(Beginning of Material to process)

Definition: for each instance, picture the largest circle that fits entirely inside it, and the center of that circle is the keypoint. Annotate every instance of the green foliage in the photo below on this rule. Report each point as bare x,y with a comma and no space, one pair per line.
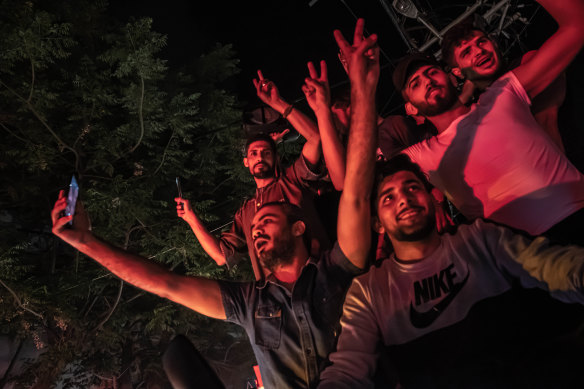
83,95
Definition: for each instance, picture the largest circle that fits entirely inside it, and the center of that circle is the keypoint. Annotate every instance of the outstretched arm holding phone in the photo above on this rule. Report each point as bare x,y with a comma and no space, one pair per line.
197,293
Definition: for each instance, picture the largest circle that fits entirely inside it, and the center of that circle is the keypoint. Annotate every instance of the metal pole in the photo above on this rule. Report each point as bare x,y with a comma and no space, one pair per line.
463,16
393,19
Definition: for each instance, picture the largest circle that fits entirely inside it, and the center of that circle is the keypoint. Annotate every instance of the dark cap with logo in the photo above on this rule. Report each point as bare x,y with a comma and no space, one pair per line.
408,65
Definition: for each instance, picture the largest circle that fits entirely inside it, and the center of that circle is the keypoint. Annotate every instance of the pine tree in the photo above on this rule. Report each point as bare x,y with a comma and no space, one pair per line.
84,95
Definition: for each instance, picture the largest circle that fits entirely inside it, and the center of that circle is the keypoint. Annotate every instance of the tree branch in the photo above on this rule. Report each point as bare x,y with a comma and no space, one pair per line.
164,154
31,81
112,309
13,134
44,123
140,115
19,302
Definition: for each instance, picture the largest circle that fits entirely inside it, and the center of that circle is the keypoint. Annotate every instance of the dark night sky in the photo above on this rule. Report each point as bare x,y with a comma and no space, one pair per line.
280,36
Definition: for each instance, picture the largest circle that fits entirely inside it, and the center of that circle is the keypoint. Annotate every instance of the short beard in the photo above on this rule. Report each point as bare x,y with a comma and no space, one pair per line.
268,173
442,105
419,234
282,253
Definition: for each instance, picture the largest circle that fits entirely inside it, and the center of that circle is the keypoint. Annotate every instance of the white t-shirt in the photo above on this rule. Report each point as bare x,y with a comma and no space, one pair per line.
496,162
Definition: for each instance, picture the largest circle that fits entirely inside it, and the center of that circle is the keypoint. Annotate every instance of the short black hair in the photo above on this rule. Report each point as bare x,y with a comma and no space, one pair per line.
293,214
400,162
455,35
260,136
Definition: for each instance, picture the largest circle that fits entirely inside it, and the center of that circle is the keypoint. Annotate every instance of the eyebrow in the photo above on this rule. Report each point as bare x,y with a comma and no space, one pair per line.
404,183
412,80
263,217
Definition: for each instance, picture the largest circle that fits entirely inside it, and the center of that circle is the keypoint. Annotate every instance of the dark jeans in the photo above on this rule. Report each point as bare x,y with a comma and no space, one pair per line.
186,368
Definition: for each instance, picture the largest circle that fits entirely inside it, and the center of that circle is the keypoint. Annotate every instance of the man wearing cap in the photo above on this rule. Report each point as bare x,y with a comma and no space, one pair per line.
291,185
292,316
491,159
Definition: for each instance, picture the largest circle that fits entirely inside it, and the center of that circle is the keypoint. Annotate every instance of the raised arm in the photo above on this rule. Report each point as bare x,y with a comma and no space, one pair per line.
208,241
269,94
199,294
318,95
354,220
559,50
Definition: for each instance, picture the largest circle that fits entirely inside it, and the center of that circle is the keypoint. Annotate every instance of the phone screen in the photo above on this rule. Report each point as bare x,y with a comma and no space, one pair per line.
72,198
179,191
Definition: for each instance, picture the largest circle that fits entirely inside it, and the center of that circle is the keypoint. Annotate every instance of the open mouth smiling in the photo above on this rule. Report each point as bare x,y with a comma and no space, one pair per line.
260,243
409,213
484,61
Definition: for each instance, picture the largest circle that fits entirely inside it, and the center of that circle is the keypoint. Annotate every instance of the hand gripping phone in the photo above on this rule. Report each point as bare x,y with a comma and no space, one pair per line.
178,187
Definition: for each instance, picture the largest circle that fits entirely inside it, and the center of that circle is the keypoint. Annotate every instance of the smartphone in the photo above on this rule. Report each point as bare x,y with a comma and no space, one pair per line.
178,187
72,198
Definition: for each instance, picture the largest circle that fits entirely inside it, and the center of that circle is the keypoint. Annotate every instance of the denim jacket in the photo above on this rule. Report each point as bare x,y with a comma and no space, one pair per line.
292,333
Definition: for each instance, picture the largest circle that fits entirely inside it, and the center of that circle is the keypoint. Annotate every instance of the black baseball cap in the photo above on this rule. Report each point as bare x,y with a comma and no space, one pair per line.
408,65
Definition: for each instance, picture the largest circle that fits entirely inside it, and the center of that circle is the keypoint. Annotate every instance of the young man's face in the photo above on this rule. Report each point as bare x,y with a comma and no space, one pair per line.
273,237
405,208
477,58
429,91
260,159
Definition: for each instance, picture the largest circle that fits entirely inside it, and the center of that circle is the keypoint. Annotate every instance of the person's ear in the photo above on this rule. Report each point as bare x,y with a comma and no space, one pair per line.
410,109
298,228
457,72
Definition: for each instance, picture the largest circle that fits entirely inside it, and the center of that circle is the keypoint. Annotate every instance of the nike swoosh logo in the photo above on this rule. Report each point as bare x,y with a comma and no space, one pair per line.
424,319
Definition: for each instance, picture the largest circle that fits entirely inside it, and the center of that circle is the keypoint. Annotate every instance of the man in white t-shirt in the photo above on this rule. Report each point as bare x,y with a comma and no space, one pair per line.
492,159
477,308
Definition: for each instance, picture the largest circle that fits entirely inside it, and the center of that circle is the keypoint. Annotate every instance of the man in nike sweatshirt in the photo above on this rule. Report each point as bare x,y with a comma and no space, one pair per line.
467,310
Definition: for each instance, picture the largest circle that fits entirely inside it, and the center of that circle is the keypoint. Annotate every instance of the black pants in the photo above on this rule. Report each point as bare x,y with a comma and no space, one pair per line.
186,368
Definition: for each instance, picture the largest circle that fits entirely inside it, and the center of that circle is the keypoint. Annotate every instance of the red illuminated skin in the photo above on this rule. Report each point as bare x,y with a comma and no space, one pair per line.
405,208
260,160
477,60
428,87
204,295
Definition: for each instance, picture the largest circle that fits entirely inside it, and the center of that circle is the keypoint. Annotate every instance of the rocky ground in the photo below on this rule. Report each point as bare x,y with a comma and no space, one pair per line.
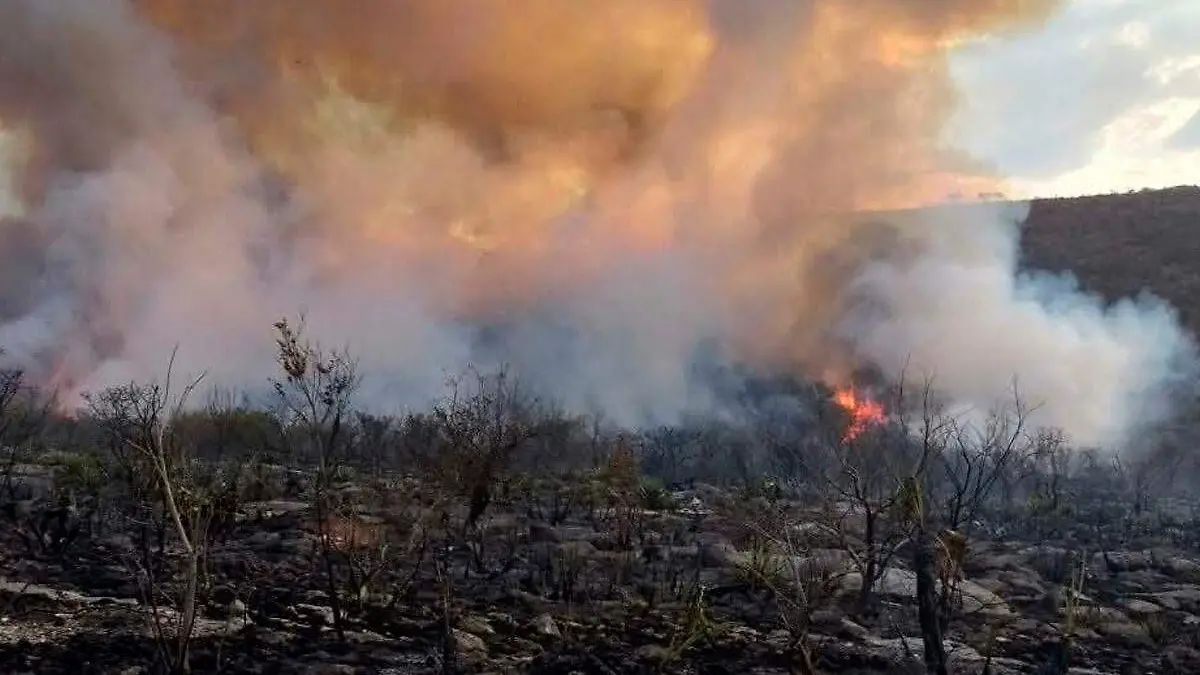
544,587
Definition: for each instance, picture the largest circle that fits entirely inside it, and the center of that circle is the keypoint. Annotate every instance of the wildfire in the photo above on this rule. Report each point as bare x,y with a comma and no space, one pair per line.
863,412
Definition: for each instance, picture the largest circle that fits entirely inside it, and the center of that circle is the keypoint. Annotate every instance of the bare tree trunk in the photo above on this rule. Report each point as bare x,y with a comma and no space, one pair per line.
924,565
870,566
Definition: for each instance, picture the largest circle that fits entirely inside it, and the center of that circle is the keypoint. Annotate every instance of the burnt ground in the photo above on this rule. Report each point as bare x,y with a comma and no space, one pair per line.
585,573
564,577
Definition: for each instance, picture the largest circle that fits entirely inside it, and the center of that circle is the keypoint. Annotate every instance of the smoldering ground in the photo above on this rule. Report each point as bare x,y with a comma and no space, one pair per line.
616,183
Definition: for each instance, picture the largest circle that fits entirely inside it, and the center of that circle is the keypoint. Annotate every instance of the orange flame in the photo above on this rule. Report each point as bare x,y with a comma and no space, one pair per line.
863,412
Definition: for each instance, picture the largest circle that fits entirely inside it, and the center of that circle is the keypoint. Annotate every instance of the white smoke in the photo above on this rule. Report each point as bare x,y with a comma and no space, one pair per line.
159,228
964,315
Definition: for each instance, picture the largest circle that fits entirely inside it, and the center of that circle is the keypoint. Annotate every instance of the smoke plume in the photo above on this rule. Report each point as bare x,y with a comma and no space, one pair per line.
593,191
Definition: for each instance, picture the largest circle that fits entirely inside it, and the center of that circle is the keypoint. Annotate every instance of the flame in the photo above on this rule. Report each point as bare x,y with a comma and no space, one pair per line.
863,412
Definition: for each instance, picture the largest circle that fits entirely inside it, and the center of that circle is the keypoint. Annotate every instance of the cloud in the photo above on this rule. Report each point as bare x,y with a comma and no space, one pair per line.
1188,136
1038,105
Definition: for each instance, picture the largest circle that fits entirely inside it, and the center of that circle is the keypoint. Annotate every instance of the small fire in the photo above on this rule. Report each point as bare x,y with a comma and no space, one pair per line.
863,412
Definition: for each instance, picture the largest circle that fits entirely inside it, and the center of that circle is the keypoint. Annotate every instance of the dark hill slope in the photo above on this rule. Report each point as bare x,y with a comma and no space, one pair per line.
1121,244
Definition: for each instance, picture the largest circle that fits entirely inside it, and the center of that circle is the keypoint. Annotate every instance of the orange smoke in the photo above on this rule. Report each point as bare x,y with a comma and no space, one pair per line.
863,412
502,153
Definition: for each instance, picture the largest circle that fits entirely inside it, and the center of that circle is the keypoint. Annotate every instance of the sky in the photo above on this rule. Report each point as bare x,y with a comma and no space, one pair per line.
1105,97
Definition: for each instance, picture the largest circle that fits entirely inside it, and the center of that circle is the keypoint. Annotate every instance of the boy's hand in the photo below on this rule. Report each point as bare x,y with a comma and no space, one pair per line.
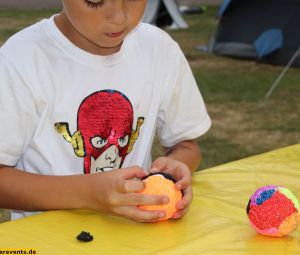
182,174
115,192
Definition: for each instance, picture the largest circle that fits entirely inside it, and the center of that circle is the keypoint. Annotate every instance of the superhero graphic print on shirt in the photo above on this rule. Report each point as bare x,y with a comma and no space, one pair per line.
105,132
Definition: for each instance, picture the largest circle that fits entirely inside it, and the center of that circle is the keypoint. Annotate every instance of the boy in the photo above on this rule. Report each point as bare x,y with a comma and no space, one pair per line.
84,92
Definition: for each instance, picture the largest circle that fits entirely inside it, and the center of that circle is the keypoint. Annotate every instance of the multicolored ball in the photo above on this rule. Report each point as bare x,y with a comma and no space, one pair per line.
163,185
273,211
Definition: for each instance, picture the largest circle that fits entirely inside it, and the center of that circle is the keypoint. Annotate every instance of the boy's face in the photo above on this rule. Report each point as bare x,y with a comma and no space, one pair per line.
99,26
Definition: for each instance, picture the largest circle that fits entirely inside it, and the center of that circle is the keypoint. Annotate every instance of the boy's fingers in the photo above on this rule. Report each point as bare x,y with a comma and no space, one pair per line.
180,213
135,199
184,183
129,186
159,165
186,199
132,172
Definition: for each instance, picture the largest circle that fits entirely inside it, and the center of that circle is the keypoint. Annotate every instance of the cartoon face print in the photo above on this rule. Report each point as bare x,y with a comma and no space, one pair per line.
105,135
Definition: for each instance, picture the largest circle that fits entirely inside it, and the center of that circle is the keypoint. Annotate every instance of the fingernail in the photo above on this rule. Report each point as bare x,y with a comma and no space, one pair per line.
180,207
153,170
178,186
166,200
161,215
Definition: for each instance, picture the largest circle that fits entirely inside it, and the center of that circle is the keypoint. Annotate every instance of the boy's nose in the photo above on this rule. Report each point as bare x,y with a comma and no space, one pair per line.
118,14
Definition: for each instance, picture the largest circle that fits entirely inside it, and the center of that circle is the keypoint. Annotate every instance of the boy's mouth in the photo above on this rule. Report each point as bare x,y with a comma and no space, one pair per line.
115,35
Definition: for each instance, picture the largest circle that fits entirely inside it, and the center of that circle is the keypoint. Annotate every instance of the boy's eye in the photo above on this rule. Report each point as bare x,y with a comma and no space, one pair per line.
98,142
123,141
94,3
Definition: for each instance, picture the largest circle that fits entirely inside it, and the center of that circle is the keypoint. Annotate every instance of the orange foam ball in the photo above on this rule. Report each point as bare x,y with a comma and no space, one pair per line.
158,184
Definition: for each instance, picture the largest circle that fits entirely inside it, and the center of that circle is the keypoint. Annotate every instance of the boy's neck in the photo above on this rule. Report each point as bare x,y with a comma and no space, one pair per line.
63,24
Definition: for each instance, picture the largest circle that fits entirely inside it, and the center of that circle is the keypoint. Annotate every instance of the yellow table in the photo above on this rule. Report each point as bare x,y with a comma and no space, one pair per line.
216,223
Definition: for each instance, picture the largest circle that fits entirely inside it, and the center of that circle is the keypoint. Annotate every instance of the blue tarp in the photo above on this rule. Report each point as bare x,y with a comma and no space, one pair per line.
268,42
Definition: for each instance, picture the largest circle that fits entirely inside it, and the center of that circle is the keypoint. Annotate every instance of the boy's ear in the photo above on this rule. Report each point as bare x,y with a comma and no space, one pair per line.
76,139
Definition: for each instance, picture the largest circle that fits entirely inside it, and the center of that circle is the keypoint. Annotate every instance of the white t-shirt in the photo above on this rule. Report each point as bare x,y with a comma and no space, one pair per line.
65,111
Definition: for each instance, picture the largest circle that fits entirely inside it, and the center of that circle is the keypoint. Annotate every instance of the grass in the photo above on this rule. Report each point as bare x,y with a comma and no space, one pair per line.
244,123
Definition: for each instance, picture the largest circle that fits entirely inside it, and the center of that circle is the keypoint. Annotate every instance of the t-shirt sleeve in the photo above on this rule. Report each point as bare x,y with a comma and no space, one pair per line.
18,114
182,115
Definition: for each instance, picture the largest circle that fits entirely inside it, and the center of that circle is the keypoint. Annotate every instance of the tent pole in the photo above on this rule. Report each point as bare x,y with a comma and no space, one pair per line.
283,72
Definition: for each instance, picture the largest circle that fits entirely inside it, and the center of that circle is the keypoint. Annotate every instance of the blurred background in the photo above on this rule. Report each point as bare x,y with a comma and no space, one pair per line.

(End of Material to process)

## Exercise goal
In the entries, the line containing "of the grass" and every line after it through the last are to be duplicated exactly, and no other line is to be included.

## Result
Definition: for each instance, picture the largest circle that fits entirely inside it, and the center of that circle is the keypoint. Annotate every instance of the grass in the photo above on this rule. Report each point as bare x,y with a comma and no space, one pair per line.
244,123
Definition: for each instance, picture the largest circle that fits entirely inside it, and the center of that circle is the keypoint. Annotate every instance of the t-shirt sleeve in the photo above on this rule. Report each point as bare x,y with a comma and no space, one pair per line.
18,114
182,115
Definition: for each instance, picture the largest circle that fits entirely inside it, and the center of that circle is the keypoint. Annotate every instance of the tent pole in the photo above on this rule. Report each point as bare x,y with a comma and no space, one pair per line.
283,72
Definition: for each instance, picture the largest circle that fits entirely inside it, and the center of that circle is the keypoint. Annotate every instance of the blurred background in the photo above on this rule. Report each point as bare x,y with a comma and no space, one pair per line.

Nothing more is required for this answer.